• _SOURCE EXCERPT_:
# How many raw and jpeg files can fit on a 20 gb storage site?



## annamaria

Hi everyone I tried googling but could not find the answer to my question which is: How many large raw and jpeg files can fit on a 20 gb storage site?  I am thinking of Nikon Image Space as well as other sites.


----------



## Derrel

This sounds suspiciously like one of the math test questions that I got a C- on in the sixth grade...


----------



## KmH

It will depend on the size of each image file.

Image file size varies by the MP (mega pixels) of the camera used, the content of the image, the file type and compression (if any) ratio of the image saved.

JPEG, Large, Fine images are generally compressed at a 4:1 ratio from the Raw file of the image.
If a Raw file is 20 Mb, a Large, Fine JPEG will be about 1/4 that or 5 Mb.

Mb (file size) and MP (image resolution) are not the same thing.


----------



## Trever1t

No duh! How big are your files? Pretty basic math.


----------



## SCraig

'Bout 25% more than you can get on a 16gb memory card.


----------



## tecboy

Keep shooting raw and jpeg files, and you will find out.


----------



## Rosy

tecboy said:


> Keep shooting raw and jpeg files, and you will find out.



KMH's response was adequate..yours was unnecessary


----------



## SCraig

Rosy said:


> tecboy said:
> 
> 
> 
> Keep shooting raw and jpeg files, and you will find out.
> 
> 
> 
> 
> KMH's response was adequate..yours was unnecessary
Click to expand...


If the OP happens to have a 16gb memory card lying around then his post takes on a new meaning, huh?


----------



## Rosy

SCraig said:


> If the OP happens to have a 16gb memory card lying around then his post takes on a new meaning, huh?



True


----------



## runnah

spanishgirleyes said:


> Hi everyone I tried googling but could not find the answer to my question which is: How many large raw and jpeg files can fit on a 20 gb storage site?  I am thinking of Nikon Image Space as well as other sites.




1,000 gb in a tb
1,000 mb in a gb
1,000 in in a mb

So 20 gb is 20,000 mb. So figure 40,000 5mb Jpegs.


----------



## Trainwizard

RAW files on my Nikon D5100 are about 25MB each. That means about 800 of my RAW files will fill 20GB of storage.
 3846 "fine" compressed JPEGs from my camera, at 5MB apiece, will fill 20GB. 
17,000 "basic" compressed JPEGs=20GB.

The largest RAW files from the 36 megapixel Nikon D800 are about 70+MB PER FILE! You can only put about 250-300 RAW files from the Nikon D800 in 20GB of storage.


----------



## Derrel

One of the trickiest things about JPEG images is that the subject matter has a HUGE impact on how much storage space is needed to convey the data in a high-fidelity manner. An in-camera shot of a blooming cherry tree from my camera took 13.8 megabytes in Large-size, JPEG-fine compression; the same camera settings, but taking a picture of the lunch menu at the cafe on the blackboard, written in colored chalks, was 5.7 megabytes.

• _WHAT IS ASKED_: Drawing on the thread about storage space, explain why Derrel's two Large, JPEG-fine shots from the same camera settings came out at 13.8 and 5.7 megabytes.

• _RECORDS SHOWN_:

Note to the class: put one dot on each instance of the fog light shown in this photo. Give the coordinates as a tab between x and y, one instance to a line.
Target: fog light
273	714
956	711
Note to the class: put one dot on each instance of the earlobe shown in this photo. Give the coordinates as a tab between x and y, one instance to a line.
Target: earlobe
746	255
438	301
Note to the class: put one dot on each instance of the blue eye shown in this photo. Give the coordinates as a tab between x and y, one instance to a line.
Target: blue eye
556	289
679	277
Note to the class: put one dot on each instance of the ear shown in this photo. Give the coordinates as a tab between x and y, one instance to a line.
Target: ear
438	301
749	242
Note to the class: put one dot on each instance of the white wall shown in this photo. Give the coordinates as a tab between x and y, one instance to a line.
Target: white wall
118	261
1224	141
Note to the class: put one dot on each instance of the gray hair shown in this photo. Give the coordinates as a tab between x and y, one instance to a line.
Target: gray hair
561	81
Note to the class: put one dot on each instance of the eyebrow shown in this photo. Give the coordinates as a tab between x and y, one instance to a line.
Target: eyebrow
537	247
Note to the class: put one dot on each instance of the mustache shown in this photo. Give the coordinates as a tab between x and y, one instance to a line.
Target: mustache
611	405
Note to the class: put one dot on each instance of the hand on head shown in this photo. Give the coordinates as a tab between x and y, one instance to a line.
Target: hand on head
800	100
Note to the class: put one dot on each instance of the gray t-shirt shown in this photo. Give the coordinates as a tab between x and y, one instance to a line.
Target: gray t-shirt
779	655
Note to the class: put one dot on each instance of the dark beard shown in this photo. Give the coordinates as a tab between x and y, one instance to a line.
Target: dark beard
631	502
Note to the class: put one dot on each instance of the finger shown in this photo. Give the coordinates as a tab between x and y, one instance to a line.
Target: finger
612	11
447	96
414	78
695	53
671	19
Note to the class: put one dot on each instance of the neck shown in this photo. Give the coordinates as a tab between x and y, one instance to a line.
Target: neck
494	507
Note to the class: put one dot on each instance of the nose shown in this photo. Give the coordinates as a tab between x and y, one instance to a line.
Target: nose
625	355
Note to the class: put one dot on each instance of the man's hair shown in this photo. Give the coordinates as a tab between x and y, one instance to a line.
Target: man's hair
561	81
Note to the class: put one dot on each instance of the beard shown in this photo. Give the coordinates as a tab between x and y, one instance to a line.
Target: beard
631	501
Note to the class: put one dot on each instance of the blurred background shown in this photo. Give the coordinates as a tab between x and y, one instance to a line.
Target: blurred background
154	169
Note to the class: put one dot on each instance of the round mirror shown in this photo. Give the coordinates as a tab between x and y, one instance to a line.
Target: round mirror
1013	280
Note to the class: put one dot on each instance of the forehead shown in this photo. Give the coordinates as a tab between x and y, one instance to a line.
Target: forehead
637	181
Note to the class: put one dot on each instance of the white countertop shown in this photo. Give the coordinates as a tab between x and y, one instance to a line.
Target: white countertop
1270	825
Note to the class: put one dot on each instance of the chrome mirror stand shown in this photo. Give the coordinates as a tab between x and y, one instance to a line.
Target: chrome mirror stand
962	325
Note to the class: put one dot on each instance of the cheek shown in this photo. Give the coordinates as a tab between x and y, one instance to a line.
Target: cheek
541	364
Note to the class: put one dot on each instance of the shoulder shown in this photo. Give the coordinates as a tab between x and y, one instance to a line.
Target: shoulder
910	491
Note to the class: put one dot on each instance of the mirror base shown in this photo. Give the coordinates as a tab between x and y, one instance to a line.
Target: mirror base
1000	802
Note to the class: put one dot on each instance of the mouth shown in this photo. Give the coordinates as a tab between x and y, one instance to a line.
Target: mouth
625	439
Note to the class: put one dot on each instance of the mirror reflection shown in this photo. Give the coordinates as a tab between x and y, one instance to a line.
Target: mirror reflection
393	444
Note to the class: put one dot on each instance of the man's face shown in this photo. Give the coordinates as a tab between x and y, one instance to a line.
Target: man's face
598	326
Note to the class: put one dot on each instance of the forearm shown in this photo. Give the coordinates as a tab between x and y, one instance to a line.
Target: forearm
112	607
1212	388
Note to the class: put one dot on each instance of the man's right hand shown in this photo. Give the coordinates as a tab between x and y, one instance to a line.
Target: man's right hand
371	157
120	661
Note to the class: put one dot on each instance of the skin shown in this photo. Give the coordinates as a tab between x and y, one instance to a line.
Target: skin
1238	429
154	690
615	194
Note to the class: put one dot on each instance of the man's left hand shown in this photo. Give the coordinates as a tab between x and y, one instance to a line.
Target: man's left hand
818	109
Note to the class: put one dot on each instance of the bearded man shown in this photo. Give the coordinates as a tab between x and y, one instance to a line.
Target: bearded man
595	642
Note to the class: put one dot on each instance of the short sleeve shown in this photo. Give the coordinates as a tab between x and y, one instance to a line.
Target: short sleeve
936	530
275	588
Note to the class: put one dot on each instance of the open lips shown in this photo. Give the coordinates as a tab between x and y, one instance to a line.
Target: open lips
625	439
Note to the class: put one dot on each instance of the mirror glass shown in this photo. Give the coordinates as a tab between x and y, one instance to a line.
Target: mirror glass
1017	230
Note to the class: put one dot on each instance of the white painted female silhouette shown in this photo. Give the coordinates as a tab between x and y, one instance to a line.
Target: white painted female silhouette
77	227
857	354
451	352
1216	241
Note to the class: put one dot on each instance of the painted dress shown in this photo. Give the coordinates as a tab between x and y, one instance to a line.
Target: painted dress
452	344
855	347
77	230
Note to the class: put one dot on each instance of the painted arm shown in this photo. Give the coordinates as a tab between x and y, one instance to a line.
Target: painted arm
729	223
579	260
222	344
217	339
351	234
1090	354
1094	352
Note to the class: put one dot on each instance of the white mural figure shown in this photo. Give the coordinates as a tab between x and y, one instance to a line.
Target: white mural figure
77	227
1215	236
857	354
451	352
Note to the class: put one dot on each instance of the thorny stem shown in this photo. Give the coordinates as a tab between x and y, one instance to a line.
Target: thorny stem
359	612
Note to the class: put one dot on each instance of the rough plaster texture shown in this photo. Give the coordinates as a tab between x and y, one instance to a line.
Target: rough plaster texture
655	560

• _REPLY_: Derrel explains that with JPEG images the subject matter has a huge impact on how much storage space is needed to convey the data in a high-fidelity manner. His shot of a blooming cherry tree took 13.8 megabytes, while the picture of the lunch menu written in colored chalks on the cafe blackboard took only 5.7 megabytes, even though the camera settings were the same.